### To be done
1. List every named location (county, road, or area) mentioned in the ice storm article.
2. Copy out every one of the stored rows below, character for character.

## Begin Document excerpt

Weather Forecast


Icy blast covers Hubbard County

Visibility deteriorated significantly Monday afternoon as area schools sent students home early and canceled evening activities. (Sarah Smith / Enterprise)

Winter returned to Hubbard County over the weekend after a "spring rain" left an icy, dangerous mess for motorists and power crews.

"We had 33 power outages affecting 1024 people," said Itasca-Mantrap president Mike Monsrud. "Crews were out all weekend."

Rains compounded the misery, he said. Linemen got soaking wet.

"We use man-lift trucks so we didn't need to have people climbing icy poles," Monsrud said. "It was wet and sloppy out there."

All of the outages except one were caused by heavily-iced tree branches falling across wires, he said, One was caused by a hapless squirrel that got into a transformer.

"The worst of it was west of Highway 71 in the Osage area where there's lots of trees," Monsrud said.

## End Document excerpt
## Begin Provided data

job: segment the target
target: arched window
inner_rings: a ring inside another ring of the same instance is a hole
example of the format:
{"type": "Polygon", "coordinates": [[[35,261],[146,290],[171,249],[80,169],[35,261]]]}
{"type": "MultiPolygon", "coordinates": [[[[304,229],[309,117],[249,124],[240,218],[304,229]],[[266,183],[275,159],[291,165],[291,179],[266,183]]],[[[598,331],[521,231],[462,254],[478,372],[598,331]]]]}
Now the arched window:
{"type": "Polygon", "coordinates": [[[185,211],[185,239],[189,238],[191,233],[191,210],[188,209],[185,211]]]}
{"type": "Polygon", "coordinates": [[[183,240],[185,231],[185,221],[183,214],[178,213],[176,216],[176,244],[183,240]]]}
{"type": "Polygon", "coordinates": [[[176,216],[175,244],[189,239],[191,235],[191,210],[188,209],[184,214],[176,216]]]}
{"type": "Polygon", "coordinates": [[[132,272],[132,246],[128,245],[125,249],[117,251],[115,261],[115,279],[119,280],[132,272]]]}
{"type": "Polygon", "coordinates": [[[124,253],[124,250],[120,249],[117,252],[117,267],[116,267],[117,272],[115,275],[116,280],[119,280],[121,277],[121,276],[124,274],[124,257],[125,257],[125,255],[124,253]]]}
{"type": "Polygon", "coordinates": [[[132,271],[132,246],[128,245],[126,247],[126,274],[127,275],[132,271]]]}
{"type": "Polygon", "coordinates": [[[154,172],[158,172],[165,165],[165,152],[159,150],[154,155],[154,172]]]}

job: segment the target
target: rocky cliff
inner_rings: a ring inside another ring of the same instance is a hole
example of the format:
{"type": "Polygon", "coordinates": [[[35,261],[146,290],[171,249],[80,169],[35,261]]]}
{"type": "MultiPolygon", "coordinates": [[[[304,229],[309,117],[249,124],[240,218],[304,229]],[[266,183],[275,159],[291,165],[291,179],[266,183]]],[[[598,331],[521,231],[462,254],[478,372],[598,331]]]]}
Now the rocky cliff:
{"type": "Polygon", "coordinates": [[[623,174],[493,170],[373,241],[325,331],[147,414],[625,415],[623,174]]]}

## End Provided data

### Results of the exercise
1. Hubbard County, Highway 71, Osage

2.
job: segment the target
target: arched window
inner_rings: a ring inside another ring of the same instance is a hole
example of the format:
{"type": "Polygon", "coordinates": [[[35,261],[146,290],[171,249],[80,169],[35,261]]]}
{"type": "MultiPolygon", "coordinates": [[[[304,229],[309,117],[249,124],[240,218],[304,229]],[[266,183],[275,159],[291,165],[291,179],[266,183]]],[[[598,331],[521,231],[462,254],[478,372],[598,331]]]]}
Now the arched window:
{"type": "Polygon", "coordinates": [[[185,211],[185,239],[189,238],[191,233],[191,210],[188,209],[185,211]]]}
{"type": "Polygon", "coordinates": [[[183,240],[185,231],[185,221],[183,214],[178,213],[176,216],[176,244],[183,240]]]}
{"type": "Polygon", "coordinates": [[[176,216],[175,244],[189,239],[191,235],[191,210],[188,209],[184,214],[176,216]]]}
{"type": "Polygon", "coordinates": [[[132,272],[132,246],[128,245],[125,249],[117,251],[115,261],[115,279],[119,280],[132,272]]]}
{"type": "Polygon", "coordinates": [[[124,253],[124,250],[120,249],[117,252],[117,267],[116,267],[117,272],[115,275],[116,280],[119,280],[121,277],[121,276],[124,274],[124,257],[125,257],[125,255],[124,253]]]}
{"type": "Polygon", "coordinates": [[[132,271],[132,246],[128,245],[126,247],[126,274],[127,275],[132,271]]]}
{"type": "Polygon", "coordinates": [[[154,172],[158,172],[165,165],[165,152],[159,150],[154,155],[154,172]]]}

job: segment the target
target: rocky cliff
inner_rings: a ring inside another ring of the same instance is a hole
example of the format:
{"type": "Polygon", "coordinates": [[[35,261],[146,290],[171,249],[80,169],[35,261]]]}
{"type": "MultiPolygon", "coordinates": [[[[304,229],[309,117],[249,124],[240,218],[304,229]],[[266,183],[275,159],[291,165],[291,179],[266,183]]],[[[598,331],[521,231],[462,254],[478,372],[598,331]]]]}
Now the rocky cliff:
{"type": "Polygon", "coordinates": [[[623,174],[493,170],[373,241],[325,331],[147,414],[625,415],[623,174]]]}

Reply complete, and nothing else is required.